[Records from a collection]
──────────────────────────────

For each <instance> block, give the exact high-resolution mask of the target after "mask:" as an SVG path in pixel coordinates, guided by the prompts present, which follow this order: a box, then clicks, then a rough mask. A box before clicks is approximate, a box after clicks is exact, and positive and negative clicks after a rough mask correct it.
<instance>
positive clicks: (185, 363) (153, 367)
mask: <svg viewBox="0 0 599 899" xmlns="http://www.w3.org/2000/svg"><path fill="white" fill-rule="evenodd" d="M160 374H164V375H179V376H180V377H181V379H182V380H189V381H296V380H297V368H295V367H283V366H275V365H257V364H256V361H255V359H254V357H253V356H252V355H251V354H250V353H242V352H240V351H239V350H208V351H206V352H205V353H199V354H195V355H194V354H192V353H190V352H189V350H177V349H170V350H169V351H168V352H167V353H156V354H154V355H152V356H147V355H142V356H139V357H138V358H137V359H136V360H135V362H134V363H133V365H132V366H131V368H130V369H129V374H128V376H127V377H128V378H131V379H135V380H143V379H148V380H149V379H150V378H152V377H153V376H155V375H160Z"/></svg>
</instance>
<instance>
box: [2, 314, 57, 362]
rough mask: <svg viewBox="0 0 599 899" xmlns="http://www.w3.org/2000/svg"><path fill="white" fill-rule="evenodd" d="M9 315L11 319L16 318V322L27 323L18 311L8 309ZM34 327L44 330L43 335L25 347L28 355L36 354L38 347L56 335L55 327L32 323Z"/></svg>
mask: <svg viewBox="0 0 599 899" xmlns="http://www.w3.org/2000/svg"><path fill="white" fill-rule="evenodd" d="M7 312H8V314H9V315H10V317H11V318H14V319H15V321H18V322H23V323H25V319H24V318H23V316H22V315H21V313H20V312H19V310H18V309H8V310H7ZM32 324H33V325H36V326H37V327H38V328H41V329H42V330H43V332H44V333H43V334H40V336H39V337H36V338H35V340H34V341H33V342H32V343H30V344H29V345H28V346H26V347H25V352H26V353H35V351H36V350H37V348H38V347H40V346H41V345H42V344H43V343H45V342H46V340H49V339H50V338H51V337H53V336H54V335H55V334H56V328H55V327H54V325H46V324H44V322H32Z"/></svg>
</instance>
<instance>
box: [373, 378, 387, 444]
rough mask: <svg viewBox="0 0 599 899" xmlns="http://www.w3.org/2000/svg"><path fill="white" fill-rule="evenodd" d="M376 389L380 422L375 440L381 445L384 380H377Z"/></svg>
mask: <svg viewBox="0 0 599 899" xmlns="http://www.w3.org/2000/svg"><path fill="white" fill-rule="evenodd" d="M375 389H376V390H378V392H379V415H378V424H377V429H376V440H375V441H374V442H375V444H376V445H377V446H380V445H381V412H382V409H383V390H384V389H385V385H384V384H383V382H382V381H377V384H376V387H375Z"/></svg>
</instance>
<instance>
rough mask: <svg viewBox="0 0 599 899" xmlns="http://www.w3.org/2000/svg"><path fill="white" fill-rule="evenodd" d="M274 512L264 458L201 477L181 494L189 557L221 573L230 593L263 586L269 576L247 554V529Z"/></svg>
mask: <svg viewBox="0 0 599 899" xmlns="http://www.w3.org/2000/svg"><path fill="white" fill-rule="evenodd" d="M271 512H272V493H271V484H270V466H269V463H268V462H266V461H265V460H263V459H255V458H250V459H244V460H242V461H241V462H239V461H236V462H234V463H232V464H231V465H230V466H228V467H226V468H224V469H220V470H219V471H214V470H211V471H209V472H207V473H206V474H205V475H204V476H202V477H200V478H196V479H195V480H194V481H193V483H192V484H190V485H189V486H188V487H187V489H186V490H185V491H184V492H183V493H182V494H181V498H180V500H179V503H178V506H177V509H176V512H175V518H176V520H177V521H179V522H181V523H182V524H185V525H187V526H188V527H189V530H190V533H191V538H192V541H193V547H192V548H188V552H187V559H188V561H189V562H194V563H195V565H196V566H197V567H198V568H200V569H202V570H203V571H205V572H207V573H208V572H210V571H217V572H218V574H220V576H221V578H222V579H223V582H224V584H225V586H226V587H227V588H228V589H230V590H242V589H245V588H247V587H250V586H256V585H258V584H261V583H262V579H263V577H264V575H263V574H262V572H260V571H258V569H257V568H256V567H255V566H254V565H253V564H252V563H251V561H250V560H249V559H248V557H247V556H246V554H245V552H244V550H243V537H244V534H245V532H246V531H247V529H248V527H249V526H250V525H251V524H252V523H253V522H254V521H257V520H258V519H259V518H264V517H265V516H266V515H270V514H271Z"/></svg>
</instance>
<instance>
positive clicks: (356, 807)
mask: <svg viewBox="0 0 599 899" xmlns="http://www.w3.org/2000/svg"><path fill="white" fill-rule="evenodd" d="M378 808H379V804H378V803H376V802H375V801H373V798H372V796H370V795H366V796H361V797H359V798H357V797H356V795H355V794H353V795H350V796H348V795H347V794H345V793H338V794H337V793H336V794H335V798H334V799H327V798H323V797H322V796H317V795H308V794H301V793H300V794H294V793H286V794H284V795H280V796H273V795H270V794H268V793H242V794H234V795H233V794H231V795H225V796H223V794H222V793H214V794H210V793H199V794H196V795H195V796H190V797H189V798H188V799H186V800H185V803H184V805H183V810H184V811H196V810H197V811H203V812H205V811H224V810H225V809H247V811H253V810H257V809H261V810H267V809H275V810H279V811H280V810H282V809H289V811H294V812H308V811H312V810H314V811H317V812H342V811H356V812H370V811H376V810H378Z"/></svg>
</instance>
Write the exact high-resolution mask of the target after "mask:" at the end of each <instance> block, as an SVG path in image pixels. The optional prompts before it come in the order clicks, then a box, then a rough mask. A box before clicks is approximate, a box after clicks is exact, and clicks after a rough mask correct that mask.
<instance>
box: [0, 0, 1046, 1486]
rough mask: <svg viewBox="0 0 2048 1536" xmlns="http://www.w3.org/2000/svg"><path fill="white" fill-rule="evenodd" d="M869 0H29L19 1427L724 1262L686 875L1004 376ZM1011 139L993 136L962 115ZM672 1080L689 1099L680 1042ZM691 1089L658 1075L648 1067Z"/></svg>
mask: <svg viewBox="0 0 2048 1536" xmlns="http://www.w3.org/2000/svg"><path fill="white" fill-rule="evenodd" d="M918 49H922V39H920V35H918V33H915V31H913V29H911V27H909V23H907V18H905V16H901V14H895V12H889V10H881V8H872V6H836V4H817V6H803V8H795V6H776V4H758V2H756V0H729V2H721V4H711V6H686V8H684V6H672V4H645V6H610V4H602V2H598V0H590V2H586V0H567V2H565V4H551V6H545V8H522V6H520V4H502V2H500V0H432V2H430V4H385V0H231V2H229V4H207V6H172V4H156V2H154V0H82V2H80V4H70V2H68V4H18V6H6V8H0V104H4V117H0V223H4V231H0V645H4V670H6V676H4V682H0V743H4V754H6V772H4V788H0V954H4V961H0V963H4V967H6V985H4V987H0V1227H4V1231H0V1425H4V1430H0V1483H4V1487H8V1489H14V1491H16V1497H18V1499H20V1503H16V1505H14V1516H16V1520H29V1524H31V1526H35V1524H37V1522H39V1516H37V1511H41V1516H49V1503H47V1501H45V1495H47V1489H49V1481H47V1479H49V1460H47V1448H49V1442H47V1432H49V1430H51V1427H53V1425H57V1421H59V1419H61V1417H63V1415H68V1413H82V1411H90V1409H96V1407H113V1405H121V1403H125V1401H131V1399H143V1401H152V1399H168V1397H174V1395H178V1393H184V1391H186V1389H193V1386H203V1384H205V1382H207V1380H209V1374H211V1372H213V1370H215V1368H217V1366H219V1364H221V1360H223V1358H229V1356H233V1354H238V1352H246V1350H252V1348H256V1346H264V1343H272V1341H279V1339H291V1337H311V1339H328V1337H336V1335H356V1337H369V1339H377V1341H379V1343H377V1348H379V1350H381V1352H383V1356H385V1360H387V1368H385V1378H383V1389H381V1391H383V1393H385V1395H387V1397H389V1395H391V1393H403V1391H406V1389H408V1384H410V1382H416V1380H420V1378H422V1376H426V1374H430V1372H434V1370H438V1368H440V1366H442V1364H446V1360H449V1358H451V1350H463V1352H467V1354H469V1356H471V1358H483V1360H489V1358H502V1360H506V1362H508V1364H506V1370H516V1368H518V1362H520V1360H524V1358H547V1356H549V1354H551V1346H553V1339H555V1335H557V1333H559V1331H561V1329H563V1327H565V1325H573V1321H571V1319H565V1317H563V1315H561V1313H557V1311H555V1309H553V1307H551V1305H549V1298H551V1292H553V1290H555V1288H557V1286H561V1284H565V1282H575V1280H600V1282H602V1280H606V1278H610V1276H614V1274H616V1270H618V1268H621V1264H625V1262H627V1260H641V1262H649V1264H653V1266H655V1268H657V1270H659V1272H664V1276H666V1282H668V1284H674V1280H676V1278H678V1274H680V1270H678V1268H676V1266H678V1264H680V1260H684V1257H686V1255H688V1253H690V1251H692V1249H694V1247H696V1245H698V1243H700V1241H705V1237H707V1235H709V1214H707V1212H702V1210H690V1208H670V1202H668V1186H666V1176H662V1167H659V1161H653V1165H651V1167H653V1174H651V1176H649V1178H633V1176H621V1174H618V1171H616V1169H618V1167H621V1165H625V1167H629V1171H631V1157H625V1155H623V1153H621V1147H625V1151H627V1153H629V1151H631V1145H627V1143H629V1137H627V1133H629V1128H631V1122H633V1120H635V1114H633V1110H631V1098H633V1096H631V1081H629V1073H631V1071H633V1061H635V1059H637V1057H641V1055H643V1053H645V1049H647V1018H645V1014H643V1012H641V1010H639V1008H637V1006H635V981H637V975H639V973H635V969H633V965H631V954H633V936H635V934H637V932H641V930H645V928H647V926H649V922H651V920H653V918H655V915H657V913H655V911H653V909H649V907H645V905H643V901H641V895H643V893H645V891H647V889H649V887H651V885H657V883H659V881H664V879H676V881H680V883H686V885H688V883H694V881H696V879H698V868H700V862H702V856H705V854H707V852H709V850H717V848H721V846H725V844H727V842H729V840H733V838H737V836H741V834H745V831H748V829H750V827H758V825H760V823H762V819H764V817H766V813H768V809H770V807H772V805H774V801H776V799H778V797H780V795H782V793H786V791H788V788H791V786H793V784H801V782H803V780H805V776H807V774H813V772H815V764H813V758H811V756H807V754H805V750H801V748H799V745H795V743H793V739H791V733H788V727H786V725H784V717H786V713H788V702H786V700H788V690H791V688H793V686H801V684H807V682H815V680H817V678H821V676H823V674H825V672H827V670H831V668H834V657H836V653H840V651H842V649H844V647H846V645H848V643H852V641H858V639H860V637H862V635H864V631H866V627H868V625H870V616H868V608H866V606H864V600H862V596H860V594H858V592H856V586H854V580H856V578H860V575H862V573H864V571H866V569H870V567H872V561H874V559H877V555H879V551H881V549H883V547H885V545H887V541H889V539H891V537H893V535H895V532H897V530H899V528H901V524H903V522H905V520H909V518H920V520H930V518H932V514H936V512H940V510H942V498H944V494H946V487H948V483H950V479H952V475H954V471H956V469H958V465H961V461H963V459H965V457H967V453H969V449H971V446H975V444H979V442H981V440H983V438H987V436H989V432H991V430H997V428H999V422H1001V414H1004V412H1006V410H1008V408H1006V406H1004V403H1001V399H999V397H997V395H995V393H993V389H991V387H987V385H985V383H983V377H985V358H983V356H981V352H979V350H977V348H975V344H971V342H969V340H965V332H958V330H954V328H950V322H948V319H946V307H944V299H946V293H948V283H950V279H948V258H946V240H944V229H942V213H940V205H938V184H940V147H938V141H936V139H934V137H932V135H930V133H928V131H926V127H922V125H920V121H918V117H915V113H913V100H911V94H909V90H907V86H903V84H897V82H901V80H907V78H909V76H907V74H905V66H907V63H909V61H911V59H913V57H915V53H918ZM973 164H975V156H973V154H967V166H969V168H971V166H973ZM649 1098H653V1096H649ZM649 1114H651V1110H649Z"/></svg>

──────────────────────────────

* Exercise requirements *
Reproduce the listing above word for word, starting at its first line and stopping after the line that contains "positive clicks: (185, 363) (153, 367)".

* Finished exercise *
For each <instance> block, give the exact high-resolution mask of the target after "mask:" as an SVG path in pixel coordinates, guided by the prompts present, which follow this order: a box, then clicks, then a rough mask. A box before clicks is approximate, a box after clicks is exact, and positive and negative clicks after a rough mask correct it.
<instance>
positive clicks: (185, 363) (153, 367)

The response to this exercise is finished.